In the wiring instructions below, why would a wire ever be needed to bridge a gap in the ground plane for the switches?
======== Text segment ========
If you just want to use the FW as is, you just need to connect the pins as so:



3360 NCS (SS): PB0
3360 SCLK (SC): PB1
3360 MOSI (MO): PB2
3360 MISO (MI): PB3
3360 NRESET (RS): No need to connect
Wheel B: PC6 (wheel up)
Wheel A: PC7 (wheel down)
Left button: PD0
Right button: PD1
Wheel button: PD2
Back side button: PD3
Forwards side button: PD4
DPI button: PD5
Don't forget the ground and power connections. There are 2 VCC and 2 GND on the teensy, doesn't matter which ones you use. You will need VCC and GND to go to the 3360, and GND to go to the ground plane for the switches (ie. connect GND to a ground pin on one of the switches, and that pin will be connected to the ground plane). Just be sure the ground plane goes to all the switches and there isn't a gap somewhere, if there is a gap, then you need to use a wire to bridge that gap (which will be a wire going from either GND on the teensy or a switch GND pin that has a GND connection, to the GND pin on the switch that isn't connected to GND).

Connecting the USB plug:
This is the most fiddly part of the whole thing. This is the connector I use: http://www.ebay.co.uk/itm/262814319020
Take a cable from another mouse, or get a paracord.
Heres how I connected it, looking at the back of the connector, from left to right, top to bottom:
Top 1: No connection
Top 2: White, (D-)
======== Material ========
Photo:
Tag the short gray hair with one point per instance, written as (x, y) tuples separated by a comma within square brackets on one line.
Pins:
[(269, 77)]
========
▶ _Response for this exercise_
The ground plane has to reach all the switches, so a gap leaves a switch's GND pin without a ground connection. A wire from GND on the teensy, or from a switch GND pin that is already grounded, to the GND pin of the unconnected switch closes that gap.